LISTED RECORDS ->
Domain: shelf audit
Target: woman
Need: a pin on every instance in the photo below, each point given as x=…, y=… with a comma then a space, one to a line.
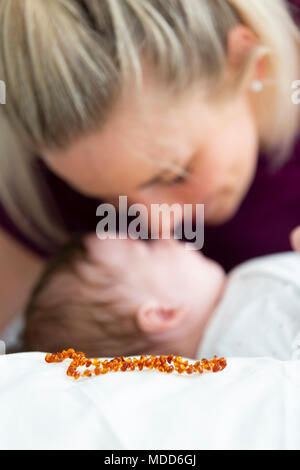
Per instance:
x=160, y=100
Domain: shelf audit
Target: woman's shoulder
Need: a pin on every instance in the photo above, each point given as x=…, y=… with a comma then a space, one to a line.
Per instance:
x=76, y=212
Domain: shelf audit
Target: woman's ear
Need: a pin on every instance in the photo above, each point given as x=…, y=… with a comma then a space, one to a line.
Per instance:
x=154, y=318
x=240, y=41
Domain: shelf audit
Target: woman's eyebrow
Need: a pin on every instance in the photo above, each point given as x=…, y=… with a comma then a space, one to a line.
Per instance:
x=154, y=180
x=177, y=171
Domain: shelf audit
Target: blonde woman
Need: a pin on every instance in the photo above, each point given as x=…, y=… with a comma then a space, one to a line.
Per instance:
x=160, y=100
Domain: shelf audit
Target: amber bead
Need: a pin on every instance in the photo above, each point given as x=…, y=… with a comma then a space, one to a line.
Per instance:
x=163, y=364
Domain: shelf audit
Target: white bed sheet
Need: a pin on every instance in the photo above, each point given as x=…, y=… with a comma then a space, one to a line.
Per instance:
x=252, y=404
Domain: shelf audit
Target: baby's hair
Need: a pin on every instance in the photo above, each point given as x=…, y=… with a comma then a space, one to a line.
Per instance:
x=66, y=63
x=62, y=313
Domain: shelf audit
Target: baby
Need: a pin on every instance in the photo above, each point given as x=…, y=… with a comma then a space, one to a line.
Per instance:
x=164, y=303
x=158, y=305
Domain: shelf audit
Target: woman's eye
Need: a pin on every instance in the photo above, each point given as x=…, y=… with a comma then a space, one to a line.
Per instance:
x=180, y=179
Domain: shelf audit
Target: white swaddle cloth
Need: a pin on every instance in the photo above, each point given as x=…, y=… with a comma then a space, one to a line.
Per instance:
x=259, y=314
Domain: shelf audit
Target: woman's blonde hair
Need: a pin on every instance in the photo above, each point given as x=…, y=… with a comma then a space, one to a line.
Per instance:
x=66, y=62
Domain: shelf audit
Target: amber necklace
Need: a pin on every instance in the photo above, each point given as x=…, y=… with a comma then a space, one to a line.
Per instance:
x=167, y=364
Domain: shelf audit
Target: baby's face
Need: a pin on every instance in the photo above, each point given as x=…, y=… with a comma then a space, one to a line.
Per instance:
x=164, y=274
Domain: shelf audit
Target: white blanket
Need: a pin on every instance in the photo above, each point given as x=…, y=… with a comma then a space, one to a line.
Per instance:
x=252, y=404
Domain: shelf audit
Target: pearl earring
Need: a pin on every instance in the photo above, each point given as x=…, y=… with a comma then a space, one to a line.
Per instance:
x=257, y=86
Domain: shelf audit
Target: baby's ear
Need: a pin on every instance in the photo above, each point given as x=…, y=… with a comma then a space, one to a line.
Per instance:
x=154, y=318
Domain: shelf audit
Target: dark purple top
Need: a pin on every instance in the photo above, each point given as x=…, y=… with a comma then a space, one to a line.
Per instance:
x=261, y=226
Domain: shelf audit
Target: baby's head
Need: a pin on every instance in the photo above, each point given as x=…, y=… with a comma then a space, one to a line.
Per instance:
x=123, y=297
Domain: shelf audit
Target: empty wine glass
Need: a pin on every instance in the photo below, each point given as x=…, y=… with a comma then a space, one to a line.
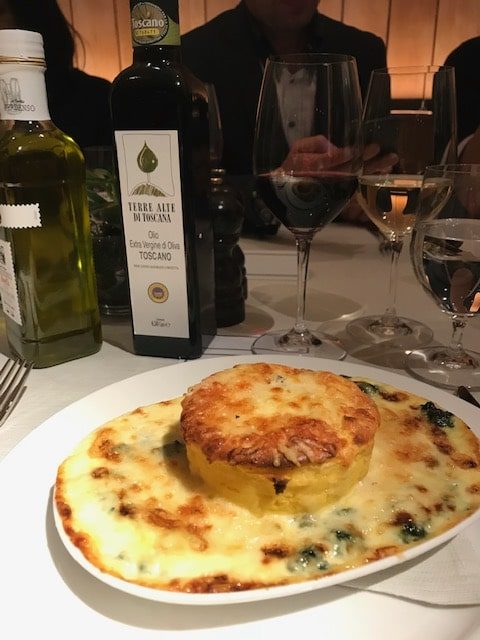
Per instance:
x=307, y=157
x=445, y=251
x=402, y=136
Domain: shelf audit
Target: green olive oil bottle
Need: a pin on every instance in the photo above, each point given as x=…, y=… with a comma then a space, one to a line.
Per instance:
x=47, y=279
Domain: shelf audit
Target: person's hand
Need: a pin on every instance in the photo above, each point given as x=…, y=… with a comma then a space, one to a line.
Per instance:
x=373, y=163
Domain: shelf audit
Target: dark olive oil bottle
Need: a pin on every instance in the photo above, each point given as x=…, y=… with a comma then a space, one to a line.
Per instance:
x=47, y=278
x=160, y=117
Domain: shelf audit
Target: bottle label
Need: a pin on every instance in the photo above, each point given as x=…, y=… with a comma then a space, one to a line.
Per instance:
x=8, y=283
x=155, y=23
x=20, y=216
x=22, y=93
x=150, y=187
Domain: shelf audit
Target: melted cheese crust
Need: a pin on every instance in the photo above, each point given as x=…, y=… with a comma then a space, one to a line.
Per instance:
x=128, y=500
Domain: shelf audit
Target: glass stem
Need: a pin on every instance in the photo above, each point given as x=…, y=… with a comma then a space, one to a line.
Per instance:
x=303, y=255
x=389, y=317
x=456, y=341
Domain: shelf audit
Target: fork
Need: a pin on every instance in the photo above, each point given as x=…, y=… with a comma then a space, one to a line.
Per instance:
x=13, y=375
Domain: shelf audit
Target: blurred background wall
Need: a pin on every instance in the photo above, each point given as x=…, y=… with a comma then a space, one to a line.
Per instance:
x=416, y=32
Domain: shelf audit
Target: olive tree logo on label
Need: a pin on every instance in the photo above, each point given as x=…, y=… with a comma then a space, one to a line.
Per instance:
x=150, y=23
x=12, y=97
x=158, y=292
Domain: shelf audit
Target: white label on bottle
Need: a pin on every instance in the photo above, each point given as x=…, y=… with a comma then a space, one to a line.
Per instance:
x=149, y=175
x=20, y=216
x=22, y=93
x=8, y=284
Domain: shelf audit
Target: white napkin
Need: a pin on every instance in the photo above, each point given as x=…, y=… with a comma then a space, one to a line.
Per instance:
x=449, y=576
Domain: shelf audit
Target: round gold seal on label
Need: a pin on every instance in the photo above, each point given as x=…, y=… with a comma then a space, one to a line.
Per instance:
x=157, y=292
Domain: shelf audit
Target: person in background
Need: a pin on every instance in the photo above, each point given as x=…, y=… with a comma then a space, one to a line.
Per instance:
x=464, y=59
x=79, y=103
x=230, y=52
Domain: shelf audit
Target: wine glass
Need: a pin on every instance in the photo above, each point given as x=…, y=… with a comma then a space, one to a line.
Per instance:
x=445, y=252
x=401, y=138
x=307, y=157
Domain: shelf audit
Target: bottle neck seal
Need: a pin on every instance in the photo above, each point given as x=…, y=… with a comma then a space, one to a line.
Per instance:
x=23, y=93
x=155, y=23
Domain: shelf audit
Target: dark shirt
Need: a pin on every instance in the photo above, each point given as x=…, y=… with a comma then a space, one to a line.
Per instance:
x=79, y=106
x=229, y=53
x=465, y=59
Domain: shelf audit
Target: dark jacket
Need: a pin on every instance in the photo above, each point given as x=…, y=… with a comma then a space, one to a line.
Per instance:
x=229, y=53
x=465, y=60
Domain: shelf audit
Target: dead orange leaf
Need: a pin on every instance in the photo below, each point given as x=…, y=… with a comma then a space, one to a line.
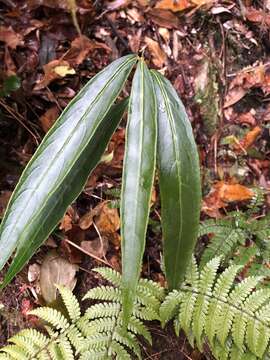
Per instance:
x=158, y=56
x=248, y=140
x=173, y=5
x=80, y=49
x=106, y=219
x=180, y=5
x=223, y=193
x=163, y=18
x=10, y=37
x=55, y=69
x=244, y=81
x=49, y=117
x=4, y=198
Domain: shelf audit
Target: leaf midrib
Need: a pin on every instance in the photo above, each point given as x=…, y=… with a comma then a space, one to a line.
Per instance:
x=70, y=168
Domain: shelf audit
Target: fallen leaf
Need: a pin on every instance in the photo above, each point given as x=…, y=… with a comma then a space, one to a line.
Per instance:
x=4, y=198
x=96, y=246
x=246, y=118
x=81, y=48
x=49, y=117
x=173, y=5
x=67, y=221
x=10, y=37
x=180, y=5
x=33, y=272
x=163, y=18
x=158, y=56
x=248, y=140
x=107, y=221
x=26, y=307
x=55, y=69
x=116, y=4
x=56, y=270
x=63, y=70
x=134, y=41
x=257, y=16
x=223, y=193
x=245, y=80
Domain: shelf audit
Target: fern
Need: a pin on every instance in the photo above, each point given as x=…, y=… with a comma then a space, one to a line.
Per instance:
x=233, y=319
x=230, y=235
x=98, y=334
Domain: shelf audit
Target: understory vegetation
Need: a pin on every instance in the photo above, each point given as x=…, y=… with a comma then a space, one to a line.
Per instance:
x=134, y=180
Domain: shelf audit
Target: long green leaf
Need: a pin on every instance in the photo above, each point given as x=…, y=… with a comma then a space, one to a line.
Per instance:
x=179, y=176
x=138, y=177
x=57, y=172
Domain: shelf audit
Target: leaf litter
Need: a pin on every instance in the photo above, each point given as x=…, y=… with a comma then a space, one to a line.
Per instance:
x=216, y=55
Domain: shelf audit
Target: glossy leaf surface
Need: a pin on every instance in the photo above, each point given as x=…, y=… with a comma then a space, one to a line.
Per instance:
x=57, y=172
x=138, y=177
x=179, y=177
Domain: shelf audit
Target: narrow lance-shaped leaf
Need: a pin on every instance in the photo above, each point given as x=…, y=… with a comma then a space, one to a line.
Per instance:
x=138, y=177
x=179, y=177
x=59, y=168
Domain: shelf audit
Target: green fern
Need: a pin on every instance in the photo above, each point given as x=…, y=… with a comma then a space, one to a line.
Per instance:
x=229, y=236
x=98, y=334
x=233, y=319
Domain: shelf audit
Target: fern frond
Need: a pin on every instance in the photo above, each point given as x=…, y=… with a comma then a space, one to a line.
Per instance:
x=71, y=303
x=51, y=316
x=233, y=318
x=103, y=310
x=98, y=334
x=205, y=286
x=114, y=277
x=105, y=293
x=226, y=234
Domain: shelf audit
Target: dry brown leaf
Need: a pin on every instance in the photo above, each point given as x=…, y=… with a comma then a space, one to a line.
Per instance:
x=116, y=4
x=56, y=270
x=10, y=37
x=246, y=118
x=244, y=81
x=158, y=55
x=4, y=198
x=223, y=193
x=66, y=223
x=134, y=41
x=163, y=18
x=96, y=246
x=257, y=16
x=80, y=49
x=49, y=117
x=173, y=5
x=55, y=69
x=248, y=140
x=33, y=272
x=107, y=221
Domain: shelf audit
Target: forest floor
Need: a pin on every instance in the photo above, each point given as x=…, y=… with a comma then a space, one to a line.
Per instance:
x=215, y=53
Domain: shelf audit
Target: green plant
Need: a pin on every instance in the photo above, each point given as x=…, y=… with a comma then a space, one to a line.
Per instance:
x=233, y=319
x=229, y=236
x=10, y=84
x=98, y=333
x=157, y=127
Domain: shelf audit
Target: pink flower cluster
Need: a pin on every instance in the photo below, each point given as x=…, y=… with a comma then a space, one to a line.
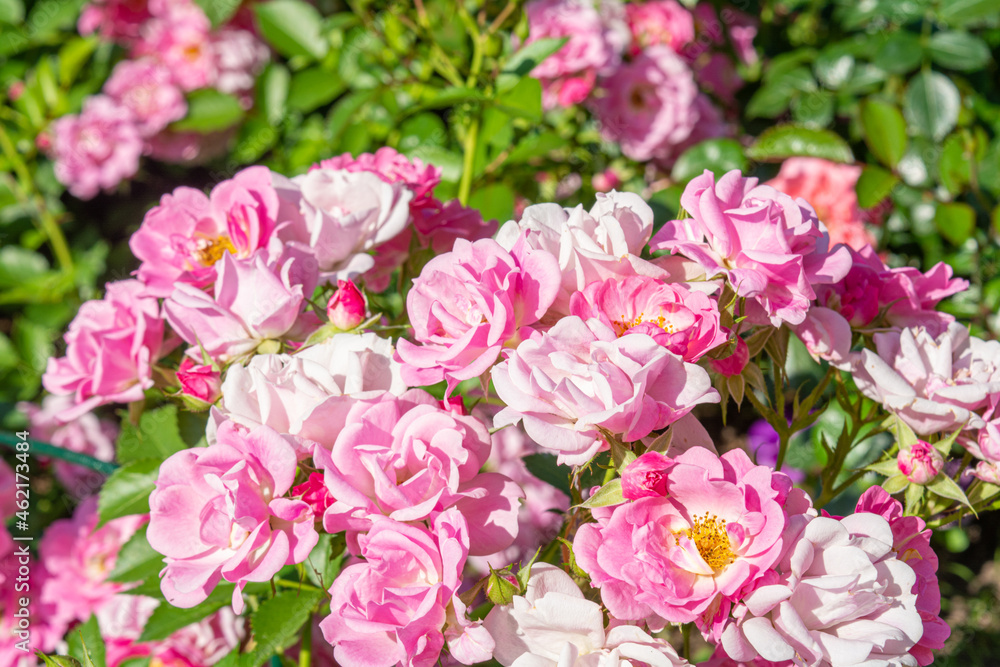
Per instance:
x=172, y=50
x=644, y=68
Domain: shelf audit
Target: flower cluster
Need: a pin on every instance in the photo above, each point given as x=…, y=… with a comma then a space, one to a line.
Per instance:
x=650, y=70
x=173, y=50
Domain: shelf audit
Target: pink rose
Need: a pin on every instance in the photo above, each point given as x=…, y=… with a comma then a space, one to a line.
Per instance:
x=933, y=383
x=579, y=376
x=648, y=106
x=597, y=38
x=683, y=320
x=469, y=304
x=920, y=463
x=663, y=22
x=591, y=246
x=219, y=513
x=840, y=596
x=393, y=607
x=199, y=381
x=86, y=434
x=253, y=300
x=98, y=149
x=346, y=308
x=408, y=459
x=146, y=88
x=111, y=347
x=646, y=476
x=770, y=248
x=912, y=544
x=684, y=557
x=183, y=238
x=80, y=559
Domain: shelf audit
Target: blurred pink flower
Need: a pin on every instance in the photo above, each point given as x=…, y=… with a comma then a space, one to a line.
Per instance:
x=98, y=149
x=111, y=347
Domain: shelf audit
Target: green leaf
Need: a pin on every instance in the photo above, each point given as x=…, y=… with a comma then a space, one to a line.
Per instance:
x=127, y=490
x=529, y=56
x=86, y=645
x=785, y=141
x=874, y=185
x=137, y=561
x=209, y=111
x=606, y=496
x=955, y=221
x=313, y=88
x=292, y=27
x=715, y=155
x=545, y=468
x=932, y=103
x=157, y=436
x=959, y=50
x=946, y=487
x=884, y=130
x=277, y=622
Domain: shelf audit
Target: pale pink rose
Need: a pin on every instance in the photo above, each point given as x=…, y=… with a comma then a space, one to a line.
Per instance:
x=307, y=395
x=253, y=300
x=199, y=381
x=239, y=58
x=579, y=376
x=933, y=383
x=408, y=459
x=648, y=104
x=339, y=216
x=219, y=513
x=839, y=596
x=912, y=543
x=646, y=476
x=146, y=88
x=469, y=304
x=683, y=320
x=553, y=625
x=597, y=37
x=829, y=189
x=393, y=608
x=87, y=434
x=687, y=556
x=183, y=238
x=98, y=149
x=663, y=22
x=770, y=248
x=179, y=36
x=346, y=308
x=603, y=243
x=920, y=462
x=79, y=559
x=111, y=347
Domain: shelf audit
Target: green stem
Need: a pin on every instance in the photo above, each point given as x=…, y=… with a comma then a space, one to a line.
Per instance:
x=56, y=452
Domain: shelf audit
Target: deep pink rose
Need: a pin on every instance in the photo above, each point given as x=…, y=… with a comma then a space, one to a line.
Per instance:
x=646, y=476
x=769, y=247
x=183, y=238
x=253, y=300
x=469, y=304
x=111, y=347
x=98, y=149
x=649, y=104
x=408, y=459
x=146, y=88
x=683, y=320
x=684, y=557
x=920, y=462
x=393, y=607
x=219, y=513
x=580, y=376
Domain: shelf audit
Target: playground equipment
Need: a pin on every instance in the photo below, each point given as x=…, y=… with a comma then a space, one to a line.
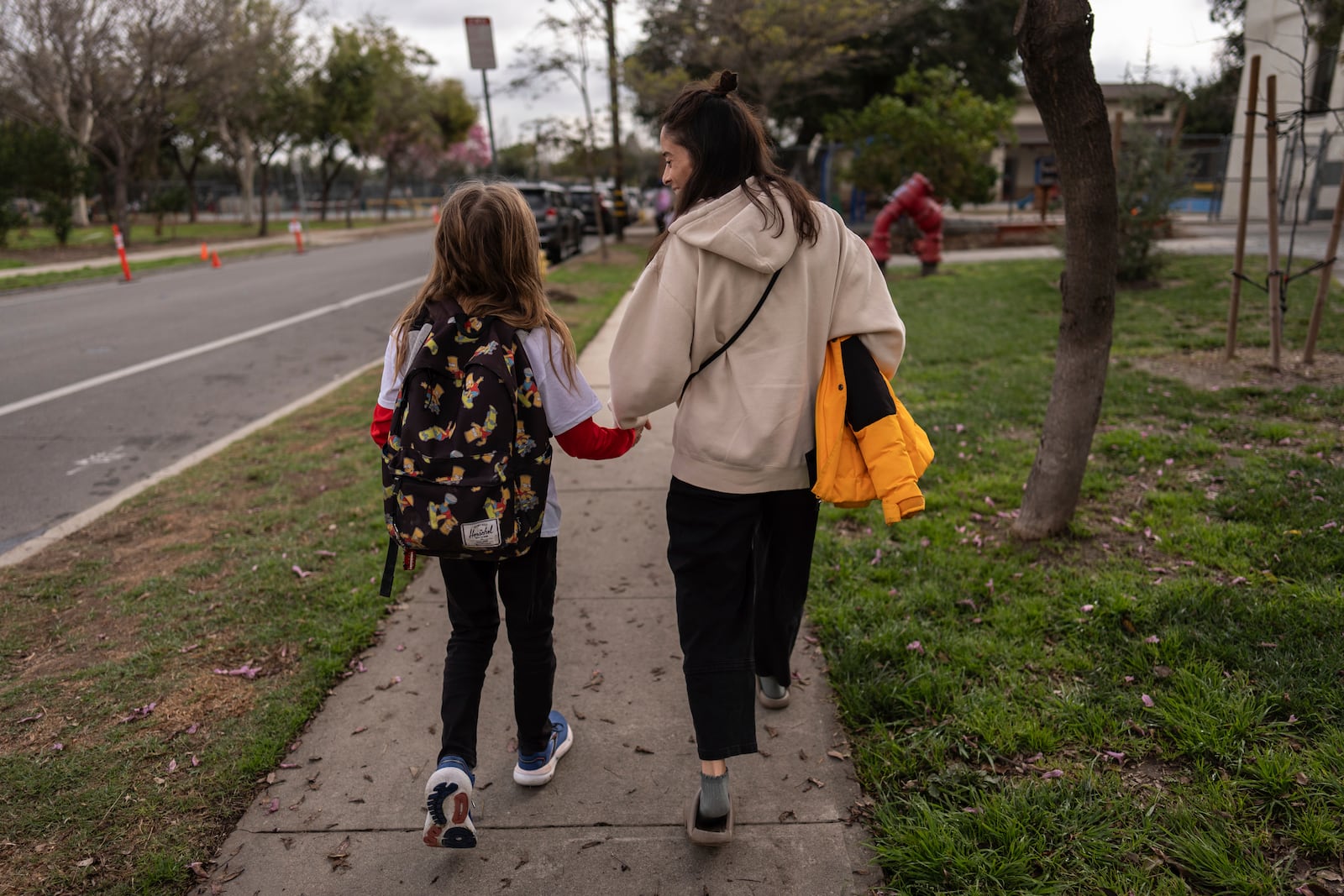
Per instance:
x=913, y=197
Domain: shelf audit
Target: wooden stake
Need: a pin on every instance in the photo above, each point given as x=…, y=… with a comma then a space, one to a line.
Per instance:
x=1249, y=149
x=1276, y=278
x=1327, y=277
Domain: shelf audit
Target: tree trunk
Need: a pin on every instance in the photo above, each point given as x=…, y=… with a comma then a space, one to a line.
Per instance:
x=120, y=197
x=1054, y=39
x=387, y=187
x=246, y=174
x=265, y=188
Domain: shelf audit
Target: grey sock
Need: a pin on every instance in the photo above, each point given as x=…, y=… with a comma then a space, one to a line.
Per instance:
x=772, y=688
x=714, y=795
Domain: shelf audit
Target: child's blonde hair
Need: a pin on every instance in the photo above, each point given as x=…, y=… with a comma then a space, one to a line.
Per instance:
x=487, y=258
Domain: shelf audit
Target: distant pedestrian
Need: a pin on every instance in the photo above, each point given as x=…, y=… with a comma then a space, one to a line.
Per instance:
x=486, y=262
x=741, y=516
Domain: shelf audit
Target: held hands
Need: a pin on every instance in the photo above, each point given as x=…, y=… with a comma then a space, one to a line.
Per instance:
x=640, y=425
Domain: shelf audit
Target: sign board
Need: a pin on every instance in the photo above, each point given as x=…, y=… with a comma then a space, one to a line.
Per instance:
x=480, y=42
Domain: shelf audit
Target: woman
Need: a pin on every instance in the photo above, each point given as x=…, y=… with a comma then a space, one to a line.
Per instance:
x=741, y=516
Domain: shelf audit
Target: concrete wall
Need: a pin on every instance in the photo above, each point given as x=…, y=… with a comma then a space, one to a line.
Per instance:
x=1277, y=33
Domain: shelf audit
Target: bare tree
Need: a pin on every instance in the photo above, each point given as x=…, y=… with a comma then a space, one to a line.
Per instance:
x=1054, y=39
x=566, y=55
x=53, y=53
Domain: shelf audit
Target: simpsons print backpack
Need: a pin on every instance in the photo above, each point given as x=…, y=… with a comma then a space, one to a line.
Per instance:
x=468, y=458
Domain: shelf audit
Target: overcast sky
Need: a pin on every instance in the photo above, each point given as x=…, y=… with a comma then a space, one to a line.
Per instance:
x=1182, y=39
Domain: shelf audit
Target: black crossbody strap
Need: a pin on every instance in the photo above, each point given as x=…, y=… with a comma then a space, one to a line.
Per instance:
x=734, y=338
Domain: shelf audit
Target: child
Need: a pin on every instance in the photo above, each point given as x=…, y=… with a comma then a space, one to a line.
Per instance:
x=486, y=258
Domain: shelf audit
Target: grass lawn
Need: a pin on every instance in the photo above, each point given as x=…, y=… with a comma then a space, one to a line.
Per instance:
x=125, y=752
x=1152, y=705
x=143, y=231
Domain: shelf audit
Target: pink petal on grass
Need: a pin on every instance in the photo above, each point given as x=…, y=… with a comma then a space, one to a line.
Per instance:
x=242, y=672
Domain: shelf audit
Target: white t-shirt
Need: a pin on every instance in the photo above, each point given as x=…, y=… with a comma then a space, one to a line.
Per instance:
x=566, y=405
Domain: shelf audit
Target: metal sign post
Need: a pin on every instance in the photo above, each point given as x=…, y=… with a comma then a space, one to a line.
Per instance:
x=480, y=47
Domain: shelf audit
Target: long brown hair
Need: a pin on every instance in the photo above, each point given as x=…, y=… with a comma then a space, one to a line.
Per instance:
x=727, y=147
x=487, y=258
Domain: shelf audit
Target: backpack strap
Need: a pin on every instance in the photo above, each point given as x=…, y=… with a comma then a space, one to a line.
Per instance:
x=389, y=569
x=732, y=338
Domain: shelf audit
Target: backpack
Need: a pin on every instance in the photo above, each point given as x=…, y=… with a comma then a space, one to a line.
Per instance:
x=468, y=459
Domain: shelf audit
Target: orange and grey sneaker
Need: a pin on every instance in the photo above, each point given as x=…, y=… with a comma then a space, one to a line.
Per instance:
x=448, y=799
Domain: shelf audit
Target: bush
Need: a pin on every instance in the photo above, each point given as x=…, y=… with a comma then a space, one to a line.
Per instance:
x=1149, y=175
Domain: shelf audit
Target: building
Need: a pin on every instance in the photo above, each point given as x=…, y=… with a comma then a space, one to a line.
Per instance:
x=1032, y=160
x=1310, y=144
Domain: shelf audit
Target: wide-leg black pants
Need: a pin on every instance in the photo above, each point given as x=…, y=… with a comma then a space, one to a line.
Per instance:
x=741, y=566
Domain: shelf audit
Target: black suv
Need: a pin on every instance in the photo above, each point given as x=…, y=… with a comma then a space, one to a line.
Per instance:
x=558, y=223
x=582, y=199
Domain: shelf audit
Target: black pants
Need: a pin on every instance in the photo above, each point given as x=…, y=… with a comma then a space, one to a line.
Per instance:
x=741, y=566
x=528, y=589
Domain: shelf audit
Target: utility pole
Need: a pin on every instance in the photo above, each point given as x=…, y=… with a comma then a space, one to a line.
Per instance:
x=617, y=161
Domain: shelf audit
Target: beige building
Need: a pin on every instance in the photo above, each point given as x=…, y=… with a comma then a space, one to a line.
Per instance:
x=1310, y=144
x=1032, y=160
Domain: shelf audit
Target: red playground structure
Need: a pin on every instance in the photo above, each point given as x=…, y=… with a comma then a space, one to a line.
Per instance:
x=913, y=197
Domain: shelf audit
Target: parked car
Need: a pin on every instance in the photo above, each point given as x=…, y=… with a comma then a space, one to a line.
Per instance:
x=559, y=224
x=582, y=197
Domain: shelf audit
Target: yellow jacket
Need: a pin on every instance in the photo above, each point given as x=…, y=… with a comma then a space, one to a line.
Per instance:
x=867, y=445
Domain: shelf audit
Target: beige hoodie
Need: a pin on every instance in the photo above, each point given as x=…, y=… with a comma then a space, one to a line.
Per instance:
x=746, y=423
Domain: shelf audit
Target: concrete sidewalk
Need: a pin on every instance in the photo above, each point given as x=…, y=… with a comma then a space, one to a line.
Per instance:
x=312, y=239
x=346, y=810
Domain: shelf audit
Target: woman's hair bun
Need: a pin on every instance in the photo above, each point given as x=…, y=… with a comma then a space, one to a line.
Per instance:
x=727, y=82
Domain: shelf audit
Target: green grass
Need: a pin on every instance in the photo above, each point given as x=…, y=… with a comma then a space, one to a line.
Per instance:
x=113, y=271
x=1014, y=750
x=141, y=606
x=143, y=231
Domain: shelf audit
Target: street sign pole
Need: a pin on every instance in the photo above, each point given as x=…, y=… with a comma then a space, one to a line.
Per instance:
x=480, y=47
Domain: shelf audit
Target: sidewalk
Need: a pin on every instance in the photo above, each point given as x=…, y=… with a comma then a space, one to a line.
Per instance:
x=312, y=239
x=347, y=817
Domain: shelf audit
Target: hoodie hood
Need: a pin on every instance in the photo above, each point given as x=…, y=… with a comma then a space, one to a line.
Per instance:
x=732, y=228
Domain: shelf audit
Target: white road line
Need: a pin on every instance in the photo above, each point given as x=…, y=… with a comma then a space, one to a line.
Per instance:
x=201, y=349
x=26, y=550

PROBLEM DETAILS ->
The reply should be nothing but the number of lines in the listing above that include "wine".

YOUR SOLUTION ->
2